Instructions to follow ▸ Carry on the passage about mineral processing instruments, starting right after its final sentence.

Passage shown ▸
Mineral Processing Instruments
Mineral Processing Instruments
Introduction
Mineral
processing can involve four general types of unit operation, Such as
comminution – particle size
reduction, sizing –
separation of particle
sizes by screening
or classification; concentration
by taking advantage of
physical and surface
chemical properties; and
dewatering – solid/liquid separation. In all of these
processes, the most important considerations are the economics of the
processes and this
is dictated by
the grade and recovery of
the final product.
To do this,
the mineralogy of the ore needs to be considered as this dictates the
amount of liberation required and the processes that can occur. The smaller the
particles processes, the greater the theoretical grade and recovery of the
final product, but this however is difficult to do with fine particles as they
prevent certain concentration processes
from occurring. In this process, physical
and chemical methods of minerals are used as above mentioned. And several
methods are used for different applications and different minerals
- Comminution
- Sizing
- Concentration
- Gravity concentration
- Froth Flotation
- Electrostatic separation
- Magnetic separation
- Automated Ore Sorting
- Dewatering
For above
methods, different machines and instruments are used. Crushers, Mills, Spirals,
Sinking Tables, Magnetic separators, Vibrators and so on. Following chapters
will briefly explained about the
machines and instruments
which we can
find at the
Mineral Processing Laboratory
at Department of Earth Resource Engineering in Moratuwa University.
Jaw crusher
Jaw crushers
are often used as primary crushers and
are perhaps the most popular crusher worldwide. These compressive crushers are
suitable for most any type of material. In this type of crusher, reduction
takes place between a stationary jaw plate and a moving jaw plate. The moving
jaw plate is mounted on the pitman, which is given a reciprocating motion.
Crushing takes place when the pitman moves toward the stationary jaw,
compressing the material. There are two main types of jaw crushers - single
toggle and double toggle.
At the
bottom of the assembly, the pitman is held in position by a toggle plate. The
combination of eccentric motion at the top and rocking motion at the bottom
provides a positive downward thrust throughout the crushing chamber.
Single
toggle jaw crushers have better feed acceptance capability than the
corresponding double toggle crushers. Jaw crushers are reliable, robust
machines, offering a 6:1 reduction ratio in most applications, and will
accommodate hard, abrasive materials.
Freedom series jaw crushers
Designed to
be a higher performance primary crushing solution than has ever been
available, the Freedom
Jaw Crusher features
an increased crushing
capacity of 15 percent, while maintaining the same
physical and power footprint as other jaw crushers. That means the Freedom 4450
Jaw can produce what another manufacturer's 50" x 60" jaw would
typically produce. This
crusher is ideal
for a greenfield
site, as well
as replacing an existing primary crusher since it's designed to deliver
the lowest cost per ton available in the market.

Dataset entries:
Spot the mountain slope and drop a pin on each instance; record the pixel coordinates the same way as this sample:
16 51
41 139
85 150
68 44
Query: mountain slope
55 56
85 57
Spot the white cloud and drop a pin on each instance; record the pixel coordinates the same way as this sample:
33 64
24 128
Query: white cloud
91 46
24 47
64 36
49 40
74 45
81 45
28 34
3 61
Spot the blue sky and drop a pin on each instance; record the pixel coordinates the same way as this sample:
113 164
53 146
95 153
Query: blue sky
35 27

--

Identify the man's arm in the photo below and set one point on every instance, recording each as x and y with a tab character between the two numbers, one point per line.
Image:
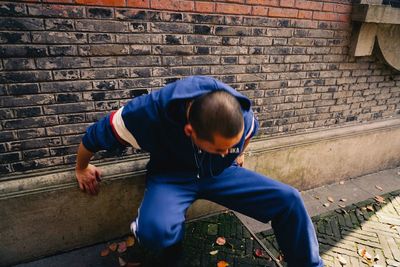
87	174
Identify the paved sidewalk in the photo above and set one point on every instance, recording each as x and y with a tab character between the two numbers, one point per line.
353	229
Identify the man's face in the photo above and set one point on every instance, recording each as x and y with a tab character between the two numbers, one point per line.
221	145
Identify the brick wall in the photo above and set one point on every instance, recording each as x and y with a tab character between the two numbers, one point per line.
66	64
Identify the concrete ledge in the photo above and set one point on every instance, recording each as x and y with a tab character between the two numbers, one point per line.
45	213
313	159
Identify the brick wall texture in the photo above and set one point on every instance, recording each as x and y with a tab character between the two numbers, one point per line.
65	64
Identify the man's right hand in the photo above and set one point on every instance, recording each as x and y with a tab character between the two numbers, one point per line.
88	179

==

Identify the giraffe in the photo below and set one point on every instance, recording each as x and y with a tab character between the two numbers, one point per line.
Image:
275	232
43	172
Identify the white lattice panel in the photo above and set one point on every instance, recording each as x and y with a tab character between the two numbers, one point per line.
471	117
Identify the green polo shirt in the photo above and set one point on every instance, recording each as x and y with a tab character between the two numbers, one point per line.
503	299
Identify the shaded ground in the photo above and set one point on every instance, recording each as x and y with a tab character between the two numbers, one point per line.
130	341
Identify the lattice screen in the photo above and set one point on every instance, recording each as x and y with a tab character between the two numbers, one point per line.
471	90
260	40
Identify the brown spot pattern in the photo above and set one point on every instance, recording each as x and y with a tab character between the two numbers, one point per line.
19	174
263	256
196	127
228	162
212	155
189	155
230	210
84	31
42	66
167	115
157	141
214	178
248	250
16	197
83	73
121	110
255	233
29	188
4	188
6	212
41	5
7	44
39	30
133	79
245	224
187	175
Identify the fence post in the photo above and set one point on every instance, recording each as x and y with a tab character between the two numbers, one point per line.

Result ▸
Universal jaw crushers
Introduced
in 1906, McLanahan's Universal Jaw Crusher was one of the first overhead
eccentric jaw crushers. Since that time, this robust crusher has continued to
be the basis of the Universal Jaw Crusher design. Today, it is available with
either traditional hydshim adjustment or adjust-on-the-fly capabilities with
analog control. It can be used in a
variety of operations,
including rock quarries,
sand and gravel
operation, mining operations, C
& D recycling, construction aggregates, and by road building contractors.
Materials processed by the Universal Jaw Crusher include limestone, granite,
basalt, gravel, gold ore, copper ore, iron ore, limestone, gypsum, concrete
rubble and more.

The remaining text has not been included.